=== Work instruction ===
When you copy the data, keep every line exactly as written and skip the pictures.

=== Excerpted data ===

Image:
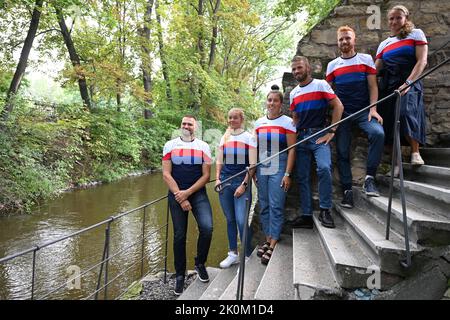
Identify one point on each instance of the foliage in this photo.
(203, 57)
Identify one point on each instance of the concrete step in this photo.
(425, 196)
(436, 156)
(438, 176)
(352, 267)
(277, 281)
(425, 227)
(254, 271)
(313, 275)
(197, 288)
(370, 234)
(220, 283)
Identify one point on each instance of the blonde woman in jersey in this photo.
(275, 132)
(400, 60)
(237, 150)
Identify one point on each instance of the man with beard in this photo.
(354, 78)
(186, 167)
(310, 101)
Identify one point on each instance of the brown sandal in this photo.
(262, 249)
(267, 255)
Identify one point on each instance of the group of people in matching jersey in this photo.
(350, 85)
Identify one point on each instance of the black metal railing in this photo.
(106, 257)
(396, 158)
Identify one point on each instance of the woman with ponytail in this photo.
(400, 60)
(237, 151)
(275, 132)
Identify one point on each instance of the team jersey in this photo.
(187, 159)
(395, 51)
(272, 133)
(349, 76)
(236, 152)
(311, 103)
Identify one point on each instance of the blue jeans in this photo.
(322, 155)
(375, 134)
(271, 196)
(201, 209)
(234, 210)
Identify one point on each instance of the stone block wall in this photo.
(320, 47)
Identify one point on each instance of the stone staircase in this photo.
(331, 263)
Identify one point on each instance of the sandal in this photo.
(262, 249)
(266, 257)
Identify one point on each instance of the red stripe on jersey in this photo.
(276, 129)
(395, 45)
(168, 156)
(317, 95)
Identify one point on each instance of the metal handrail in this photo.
(106, 257)
(103, 261)
(239, 294)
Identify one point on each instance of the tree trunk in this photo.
(21, 66)
(162, 54)
(74, 58)
(146, 58)
(212, 49)
(200, 44)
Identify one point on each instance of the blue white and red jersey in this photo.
(272, 133)
(187, 159)
(349, 76)
(310, 102)
(236, 150)
(401, 51)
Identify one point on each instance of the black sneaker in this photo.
(370, 188)
(202, 273)
(179, 285)
(326, 219)
(347, 201)
(303, 221)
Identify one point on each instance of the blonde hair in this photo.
(408, 27)
(239, 111)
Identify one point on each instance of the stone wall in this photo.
(433, 17)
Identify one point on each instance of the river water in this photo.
(75, 210)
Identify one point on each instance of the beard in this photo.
(301, 77)
(186, 133)
(346, 48)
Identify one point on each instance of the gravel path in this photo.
(154, 288)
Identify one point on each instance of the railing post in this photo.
(397, 159)
(108, 239)
(33, 276)
(104, 257)
(143, 244)
(241, 274)
(167, 236)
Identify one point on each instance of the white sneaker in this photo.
(232, 258)
(246, 259)
(396, 172)
(416, 159)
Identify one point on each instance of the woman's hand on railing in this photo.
(285, 183)
(376, 115)
(401, 88)
(239, 191)
(325, 139)
(181, 195)
(186, 205)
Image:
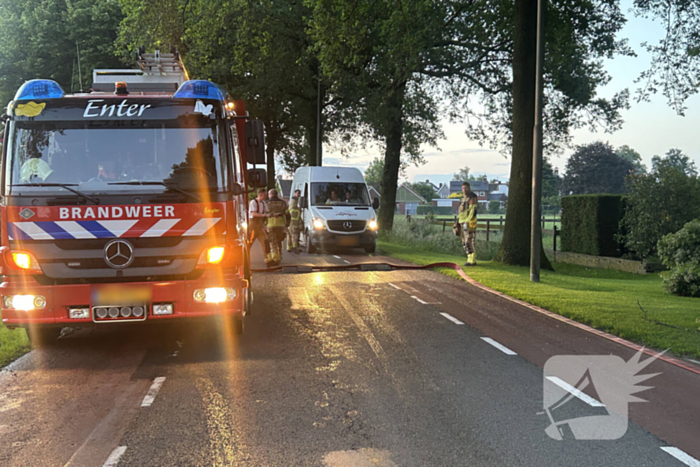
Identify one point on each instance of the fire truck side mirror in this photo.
(255, 142)
(257, 178)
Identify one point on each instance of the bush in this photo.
(435, 210)
(590, 223)
(680, 252)
(660, 203)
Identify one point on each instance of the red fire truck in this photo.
(126, 203)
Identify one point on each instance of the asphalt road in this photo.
(337, 369)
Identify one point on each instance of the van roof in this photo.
(332, 174)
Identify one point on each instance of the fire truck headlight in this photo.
(24, 260)
(214, 294)
(24, 302)
(213, 255)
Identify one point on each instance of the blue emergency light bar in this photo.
(199, 89)
(39, 89)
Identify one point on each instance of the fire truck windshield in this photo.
(97, 157)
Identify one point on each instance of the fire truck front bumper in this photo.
(26, 302)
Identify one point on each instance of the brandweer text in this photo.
(116, 212)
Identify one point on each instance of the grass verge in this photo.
(603, 299)
(13, 344)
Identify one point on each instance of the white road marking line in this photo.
(153, 391)
(681, 456)
(569, 388)
(500, 347)
(113, 458)
(451, 318)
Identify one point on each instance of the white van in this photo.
(337, 210)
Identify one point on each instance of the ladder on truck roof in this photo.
(158, 72)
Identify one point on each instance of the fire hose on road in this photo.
(302, 269)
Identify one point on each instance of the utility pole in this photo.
(318, 125)
(80, 74)
(535, 222)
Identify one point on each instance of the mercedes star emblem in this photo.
(119, 253)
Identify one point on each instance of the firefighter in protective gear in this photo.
(467, 220)
(276, 224)
(294, 225)
(257, 212)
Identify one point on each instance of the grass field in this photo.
(604, 299)
(13, 344)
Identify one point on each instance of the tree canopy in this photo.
(596, 168)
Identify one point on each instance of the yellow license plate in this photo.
(119, 295)
(348, 241)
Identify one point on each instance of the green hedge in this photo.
(590, 223)
(437, 210)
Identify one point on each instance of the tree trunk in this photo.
(392, 156)
(271, 141)
(515, 246)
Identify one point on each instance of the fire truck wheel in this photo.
(43, 337)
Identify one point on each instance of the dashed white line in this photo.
(500, 347)
(681, 456)
(153, 391)
(114, 457)
(451, 318)
(569, 388)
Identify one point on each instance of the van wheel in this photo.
(237, 325)
(310, 249)
(43, 337)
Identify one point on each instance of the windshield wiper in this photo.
(154, 183)
(66, 186)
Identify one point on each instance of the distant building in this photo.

=== Solution ===
Image:
Identify one point on each instance of the foliage in this photo.
(203, 57)
Identify one point on each instance of the concrete step in this photo.
(425, 196)
(436, 156)
(438, 176)
(352, 267)
(277, 281)
(425, 227)
(254, 271)
(313, 275)
(197, 288)
(370, 234)
(220, 283)
Identify one point on each instance of the blonde woman in jersey in this photo.
(275, 132)
(400, 60)
(237, 150)
Identify one point on each instance of the man with beard in this photo.
(354, 78)
(186, 167)
(310, 101)
Identify one point on each instance of the brown sandal in this photo.
(262, 249)
(267, 255)
Identify one point on each instance of the group of people in matching jersey in this photo.
(350, 85)
Identify one point on each instance of the black metal railing in this photo.
(106, 257)
(396, 158)
Identify one point on each instance of the woman with ponytail in this photo.
(400, 60)
(237, 151)
(275, 132)
Identify one point on each instance of the team jersey in this photo.
(187, 159)
(395, 51)
(272, 133)
(349, 76)
(236, 152)
(311, 103)
Identify one point on each instance of the blue jeans in this photo.
(322, 155)
(375, 134)
(271, 196)
(201, 209)
(234, 210)
Identify one point on each instance of the stone block wall in this photo.
(320, 47)
Identify one point on each instance of the stone staircase in this photo.
(331, 263)
Identify one point on each instance of the sandal in this photo.
(262, 249)
(266, 257)
Identify one point on each instance of the red stripe on jersey in this photo.
(276, 129)
(395, 45)
(168, 156)
(317, 95)
Identify one point on each instance of the metal handrail in this photo.
(106, 257)
(103, 261)
(239, 294)
Identify one point on each instance of the tree trunk in this photo.
(21, 66)
(162, 54)
(74, 58)
(146, 58)
(212, 49)
(200, 44)
Identify one point on each instance of the blue white and red jersey in this photo.
(272, 133)
(187, 159)
(349, 76)
(310, 102)
(236, 150)
(401, 51)
Identify one point on each instance of the black sneaker in this photo.
(370, 188)
(202, 273)
(179, 285)
(326, 219)
(347, 201)
(303, 221)
Identify one point on each instance of the blonde hair in this photo.
(408, 27)
(239, 111)
Identify one point on each instance of the stone wall in this photo.
(433, 17)
Identify one point on each instance of the river water in this photo.
(75, 210)
Identify one point on each instance of the beard in this photo.
(301, 77)
(186, 133)
(346, 48)
Identify one point on each instance of the gravel path in this photo.
(154, 288)
Identify one point on each instance of the railing post in this photo.
(397, 159)
(108, 239)
(33, 276)
(104, 257)
(143, 244)
(241, 274)
(167, 236)
Identify one point on each instance of the white sneaker in this photo.
(232, 258)
(246, 259)
(396, 172)
(416, 159)
Identify one point on each instance of the woman's hand on railing in this photo.
(285, 183)
(376, 115)
(401, 88)
(239, 191)
(325, 139)
(181, 195)
(186, 205)
Image:
Identify one point on each instance of the fire truck side mirror in this photo.
(255, 142)
(257, 178)
Identify one point on each instance of the bush in this photo.
(435, 210)
(590, 223)
(680, 252)
(660, 203)
Identify one point on each instance of the red fire truck in this photo.
(126, 203)
Identify one point on each instance of the asphalt road in this photo.
(337, 369)
Identify one point on each instance of the van roof in this photo.
(332, 174)
Identify one point on each instance of the fire truck headlight in this photo.
(24, 260)
(214, 294)
(24, 302)
(213, 255)
Identify one point on each instance of the blue emergency light bar in this photo.
(199, 89)
(39, 89)
Identify one point on each instance of the fire truck windshield in this photo.
(97, 157)
Identify one point on each instance of the fire truck front bumper in this photo.
(26, 302)
Identify one point on each instance of the brandweer text in this photo.
(116, 212)
Identify one point on each instance of the grass verge in this photo.
(603, 299)
(13, 344)
Identify one point on each instance of the white road marking line in this photo.
(153, 391)
(681, 456)
(569, 388)
(500, 347)
(113, 458)
(451, 318)
Identify one point on each instance of the white van in this photo.
(337, 210)
Identify one point on each instance of the ladder on truck roof in this photo.
(158, 72)
Identify one point on each instance of the fire hose on road in this photo.
(302, 269)
Identify one point on each instance of the utility pole in this photo.
(318, 125)
(80, 74)
(535, 222)
Identify one point on each instance of the mercedes star emblem in this photo.
(119, 253)
Identify one point on each instance of the firefighter in protective gear in this photo.
(467, 220)
(276, 224)
(294, 225)
(257, 212)
Identify one point on each instance of the grass field in this photo.
(604, 299)
(13, 344)
Identify one point on each instance of the tree canopy in this photo.
(596, 168)
Identify one point on each instance of the yellow license plate in this photo.
(119, 295)
(348, 241)
Identify one point on each instance of the green hedge in this photo.
(590, 223)
(437, 210)
Identify one point on each instance of the tree trunk in this photo.
(392, 156)
(271, 141)
(515, 246)
Identify one point on each instance of the fire truck wheel in this photo.
(43, 337)
Identify one point on each instance of the dashed white line in this photo.
(500, 347)
(681, 456)
(153, 391)
(114, 457)
(451, 318)
(569, 388)
Identify one point on each instance of the van wheel in this photo.
(237, 325)
(310, 249)
(43, 337)
Identify one point on each instance of the windshield wiper in this photo.
(154, 183)
(66, 186)
Identify one point on each instance of the distant building in this photo.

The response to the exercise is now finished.